> Requirement:
Copy every line of the records below word for word, leaving out the pictures.

-- start of Supplied entries --

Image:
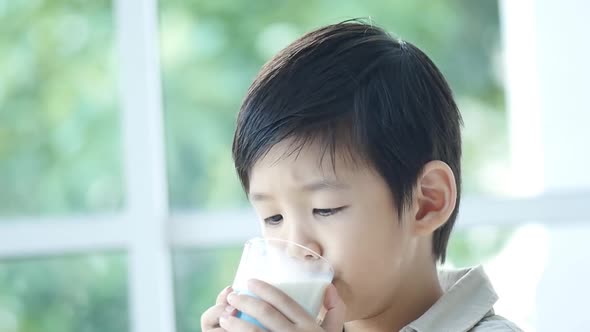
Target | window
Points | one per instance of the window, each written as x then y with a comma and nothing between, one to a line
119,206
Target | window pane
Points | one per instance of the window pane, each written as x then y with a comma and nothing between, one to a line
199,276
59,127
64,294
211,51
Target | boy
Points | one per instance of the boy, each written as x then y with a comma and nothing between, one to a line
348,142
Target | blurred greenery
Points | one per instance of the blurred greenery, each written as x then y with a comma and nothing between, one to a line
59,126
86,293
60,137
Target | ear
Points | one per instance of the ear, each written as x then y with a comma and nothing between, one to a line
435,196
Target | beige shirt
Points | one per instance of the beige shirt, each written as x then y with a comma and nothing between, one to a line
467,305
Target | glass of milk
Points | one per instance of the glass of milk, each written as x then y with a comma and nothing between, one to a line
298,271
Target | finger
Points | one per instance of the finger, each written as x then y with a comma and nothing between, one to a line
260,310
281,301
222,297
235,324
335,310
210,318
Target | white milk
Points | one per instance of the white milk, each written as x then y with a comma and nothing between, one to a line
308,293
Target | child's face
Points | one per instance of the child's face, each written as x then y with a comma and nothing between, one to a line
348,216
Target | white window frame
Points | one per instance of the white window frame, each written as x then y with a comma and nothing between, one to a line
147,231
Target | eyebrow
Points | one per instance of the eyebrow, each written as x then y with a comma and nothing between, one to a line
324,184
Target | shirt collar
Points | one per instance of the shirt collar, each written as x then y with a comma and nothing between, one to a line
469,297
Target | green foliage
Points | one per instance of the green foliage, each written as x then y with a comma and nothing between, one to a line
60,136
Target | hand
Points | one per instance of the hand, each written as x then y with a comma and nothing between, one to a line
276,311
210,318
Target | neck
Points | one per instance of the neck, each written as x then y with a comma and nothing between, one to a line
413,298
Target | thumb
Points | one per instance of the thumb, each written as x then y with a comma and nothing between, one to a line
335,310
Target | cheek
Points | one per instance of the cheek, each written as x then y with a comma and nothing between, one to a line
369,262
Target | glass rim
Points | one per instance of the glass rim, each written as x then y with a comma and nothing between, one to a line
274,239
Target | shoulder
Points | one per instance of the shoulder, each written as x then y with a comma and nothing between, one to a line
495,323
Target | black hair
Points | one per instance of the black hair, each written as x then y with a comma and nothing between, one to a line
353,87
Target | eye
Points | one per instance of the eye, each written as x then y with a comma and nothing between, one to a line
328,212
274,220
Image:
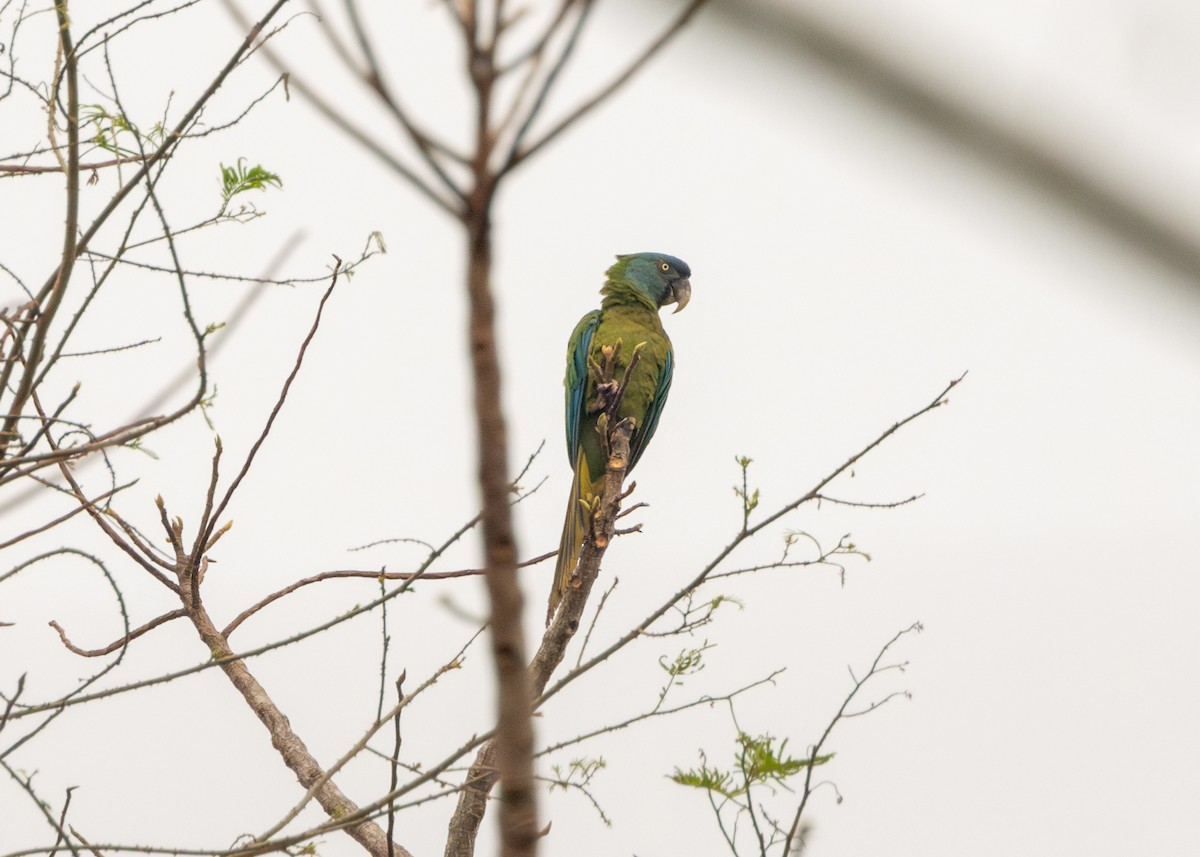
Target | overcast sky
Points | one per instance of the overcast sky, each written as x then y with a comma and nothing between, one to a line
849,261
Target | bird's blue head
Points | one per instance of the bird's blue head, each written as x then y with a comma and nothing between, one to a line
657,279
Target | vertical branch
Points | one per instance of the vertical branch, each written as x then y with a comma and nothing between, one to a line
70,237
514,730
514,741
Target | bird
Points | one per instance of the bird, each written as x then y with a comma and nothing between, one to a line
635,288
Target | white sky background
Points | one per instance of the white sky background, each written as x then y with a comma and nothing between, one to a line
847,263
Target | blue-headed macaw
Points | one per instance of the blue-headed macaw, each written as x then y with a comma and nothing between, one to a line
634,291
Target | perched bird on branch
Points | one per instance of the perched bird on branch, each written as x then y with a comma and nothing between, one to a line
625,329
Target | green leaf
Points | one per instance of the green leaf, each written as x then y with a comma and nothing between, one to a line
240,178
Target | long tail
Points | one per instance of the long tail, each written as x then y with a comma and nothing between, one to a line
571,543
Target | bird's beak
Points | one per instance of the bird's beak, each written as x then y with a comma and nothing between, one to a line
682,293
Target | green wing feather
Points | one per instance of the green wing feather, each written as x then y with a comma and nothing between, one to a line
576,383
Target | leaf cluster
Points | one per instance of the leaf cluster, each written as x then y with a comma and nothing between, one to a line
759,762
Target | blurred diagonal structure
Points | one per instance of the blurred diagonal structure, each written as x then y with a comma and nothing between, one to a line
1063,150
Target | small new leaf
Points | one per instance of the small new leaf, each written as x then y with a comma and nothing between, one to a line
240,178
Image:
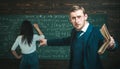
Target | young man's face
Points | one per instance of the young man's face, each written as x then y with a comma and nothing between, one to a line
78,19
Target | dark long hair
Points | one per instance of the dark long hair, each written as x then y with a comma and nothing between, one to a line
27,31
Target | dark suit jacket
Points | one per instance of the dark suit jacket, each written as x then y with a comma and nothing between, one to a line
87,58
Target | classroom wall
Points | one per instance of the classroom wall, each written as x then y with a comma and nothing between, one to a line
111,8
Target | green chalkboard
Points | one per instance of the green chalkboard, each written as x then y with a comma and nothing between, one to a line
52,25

-- end of Supplied entries --

> Task output:
Image:
Target | window
Points | one per instance of the window, each written as x then y with a comma and nothing between, one to a line
119,206
Target | window pane
Points | one per instance of the window pane, each written as x then y with a comma and nothing between, one to a line
199,276
59,127
64,294
211,51
Target | boy
Points | one per instance of the boy, each written as x then y with a comma and nothing between, one to a line
348,142
Target | blurred greenery
Points | one per instance of the blurred greenery, each written as x then y with a comma and nothing between, one to a line
59,126
86,293
60,137
Target | ear
Points | one per instance of the ear, each written as x then y with a comma and nothing between, one to a line
435,196
Target | beige shirt
Points | one per instance of the beige shirt, each written as x then y with a comma and nothing between, one to a line
467,305
Target | glass of milk
Points | one per instance of the glass of milk, each written as x then y with a comma and nothing between, one to a line
298,271
Target | finger
Points | one per instance of the finger, each written as x then y with a comma and nothing between, one to a line
260,310
281,301
222,297
235,324
335,310
210,318
Target | white milk
Points | one per instance of the white milk, each written as x then y with a comma and nothing between, one to a line
308,293
Target | child's face
Points | one per instance of the child's face, each written as x then y with a comma and nothing between, one to a line
348,216
Target | white window frame
Points | one per instance of the white window frame, each written as x then y with a comma and nothing between, one to a line
147,231
Target | eyebrow
Points | one per instance of the eyebrow, each written as x then y with a comma and nothing between, one to a line
324,184
Target | shirt collar
Points | one per instance of the shirt collar, each written as x then y with a comma and nothing between, one to a line
469,297
Target | green foliage
Points | one per instance of the green foliage, each written as x then y with a comma and nothing between, one to a line
60,136
Target | hand
Points | one per instance of the hand, each written as x then y with a comma and nothing between, one to a line
276,311
210,318
Target | neck
Points | one per instance of the neck, each written as x then y with a comma and nothing between, one to a line
413,298
Target | thumb
Points | one per instance of the thumb, each written as x then y with a comma and nothing between, one to a line
335,310
Target | cheek
Points | one per instance of the cheek, each written as x then y with a comma and nothing between, one to a line
369,262
Target | glass rim
Points | one per instance of the glass rim, each written as x then y with a comma and nothing between, one to a line
274,239
Target | shoulder
Points | one per instance of the shoulder, each written as x then y with a comma and nothing between, one to a line
495,323
Target | black hair
Points | one per instance of the black hair, each written as x then y with a comma and nothing between, one to a line
353,87
Target | eye
Points | one per instance of the eye, each written as x then y with a comma and nothing between, one to a line
328,212
274,220
Image:
Target | overcast sky
Points | one per instance of the overcast sky, each written as x then y with a comma and nothing between, one to a line
849,261
Target | bird's blue head
Points | one per instance of the bird's blue head, each written as x then y with a comma and nothing between, one to a line
657,279
Target | vertical branch
Points | one per instance of the vertical branch, each written as x then y with a comma and nothing between, one to a line
70,237
514,730
514,741
Target | bird
Points | one per instance of the bird, each written as x then y with a comma and nothing between, one to a line
635,288
Target | white sky background
Points | one per instance of the white sky background, each written as x then y with a comma and nothing between, one to a line
847,263
Target | blue-headed macaw
Points | one per instance of the blue-headed macaw, each written as x then y with a comma and nothing between, one to a line
634,291
Target | perched bird on branch
Points | one per instance of the perched bird on branch, each written as x then y with a comma and nothing between, one to a line
625,329
Target | green leaf
Points | one per instance of the green leaf, each written as x then y with a comma and nothing between, one to a line
240,178
Target | long tail
Points | one per instance of the long tail, each written as x then y with a comma and nothing between, one to a line
571,543
Target | bird's beak
Points | one per instance of the bird's beak, each written as x then y with a comma and nothing between, one to a line
682,293
Target | green wing feather
Points | one per instance of the green wing feather, each written as x then y with a comma and nothing between, one to a line
576,383
Target | leaf cluster
Points | one per instance of the leaf cluster, each written as x then y with a comma and nothing between, one to a line
759,762
Target | blurred diagonal structure
Points | one per instance of the blurred diagonal structure, each written as x then y with a comma and nothing between, one to a line
1063,150
Target | small new leaf
Points | one per instance of the small new leaf, each written as x then y with a comma and nothing between, one to a line
240,178
Image:
Target | young man's face
Points | one per instance of the young man's face, each written as x then y with a comma and nothing between, one to a line
78,19
Target | dark long hair
Points | one per instance of the dark long hair, each written as x then y with a comma and nothing between, one to a line
27,31
Target | dark suit jacket
Points | one per instance of the dark suit jacket, each written as x then y with a comma and nothing between, one to a line
87,58
Target | classroom wall
Points | one per instance of the classroom wall, each written as x then y with a comma and nothing between, one to a line
111,8
Target | green chalkboard
Points | one per instance of the green chalkboard, each written as x then y with a comma and nothing between, one to a line
52,25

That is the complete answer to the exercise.